Work instruction 1: In the passage on common-law arrest, rewrite the stretch from "At common law, if" through "awaiting a retrial.", putting "sent back" in place of "remanded".
Work instruction 2: Extend the passage on the Bad Elk arrest case, picking up after its final sentence.

*** Excerpt provided ***

At common law, if a party resisted arrest by an officer without warrant and who had no right to arrest him, and if in the course of that resistance the officer was killed, the offense of the party resisting arrest would be reduced from what would have been murder if the officer had had the right to arrest, to manslaughter. What would be murder if the officer had the right to arrest might be reduced to manslaughter by the very fact that he had no such right. So an officer, at common law, was not authorized to make an arrest without a warrant, for a mere misdemeanor not committed in his presence.

The decision of the lower court was reversed and the case remanded for either a new trial or dismissal. Bad Elk died in prison on August 2, 1900, while awaiting a retrial.

*** End of Excerpt provided ***
*** Provided data ***

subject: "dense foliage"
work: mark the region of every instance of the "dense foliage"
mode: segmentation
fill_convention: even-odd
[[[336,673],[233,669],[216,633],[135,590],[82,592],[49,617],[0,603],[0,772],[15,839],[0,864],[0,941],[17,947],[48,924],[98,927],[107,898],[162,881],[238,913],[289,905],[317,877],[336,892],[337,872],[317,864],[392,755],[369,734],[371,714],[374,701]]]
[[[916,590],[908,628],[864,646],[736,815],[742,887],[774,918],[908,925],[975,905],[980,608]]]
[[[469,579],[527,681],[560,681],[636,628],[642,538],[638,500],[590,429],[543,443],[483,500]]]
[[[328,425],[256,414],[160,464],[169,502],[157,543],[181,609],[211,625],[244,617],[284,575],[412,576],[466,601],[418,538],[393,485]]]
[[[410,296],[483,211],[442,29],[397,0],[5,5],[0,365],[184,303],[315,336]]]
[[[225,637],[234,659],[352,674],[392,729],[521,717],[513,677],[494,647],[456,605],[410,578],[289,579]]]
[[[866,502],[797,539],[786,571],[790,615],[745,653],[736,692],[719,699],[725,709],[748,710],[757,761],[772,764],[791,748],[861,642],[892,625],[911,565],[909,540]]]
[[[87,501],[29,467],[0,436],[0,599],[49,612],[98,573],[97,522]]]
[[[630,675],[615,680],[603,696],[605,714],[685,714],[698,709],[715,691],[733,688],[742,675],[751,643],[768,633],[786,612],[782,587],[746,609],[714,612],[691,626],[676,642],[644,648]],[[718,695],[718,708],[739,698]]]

*** End of Provided data ***

Exercise response 1:
At common law, if a party resisted arrest by an officer without warrant and who had no right to arrest him, and if in the course of that resistance the officer was killed, the offense of the party resisting arrest would be reduced from what would have been murder if the officer had had the right to arrest, to manslaughter. What would be murder if the officer had the right to arrest might be reduced to manslaughter by the very fact that he had no such right. So an officer, at common law, was not authorized to make an arrest without a warrant, for a mere misdemeanor not committed in his presence.

The decision of the lower court was reversed and the case sent back for either a new trial or dismissal. Bad Elk died in prison on August 2, 1900, while awaiting a retrial.

Exercise response 2:
== Subsequent developments ==

=== Scholarly response ===
The first response to the common law rule appeared in 1924, when it was questioned in a law review note which advocated abrogating the rule. In 1942, Harvard Law professor Sam Bass Warner, in his support of the Uniform Arrest Act, proposed that a citizen had a duty to submit to arrest, legal or not, if he reasonably believed that the arresting individual was a peace officer. Warner's explanations and reasoning appear to have been "accepted without question by subsequent courts..." In 1969, during the height of the Civil Rights Movement, Paul Chevigny of the New York branch of the American Civil Liberties Union (ACLU) responded that an unlawful arrest was a trespass against the person and was not consistent with Warner's explanations.

=== Common and statutory law ===
In the 1960s, courts began to limit the right to resist an unlawful arrest, apparently influenced by Warner and by the Model Penal Code, which had eliminated the right. In 1965, the first court struck down the right in New Jersey.

Although a few states adopted the Uniform Arrest Act, a majority of the states did not. The Model Penal Code in 1962 eliminated the right to resist an unlawful arrest on two grounds. First, there were better alternative means of resolving the issue; second, resistance would likely result in greater injury to the citizen without preventing the arrest. By 2012, only fourteen states allowed a citizen to resist an unlawful arrest.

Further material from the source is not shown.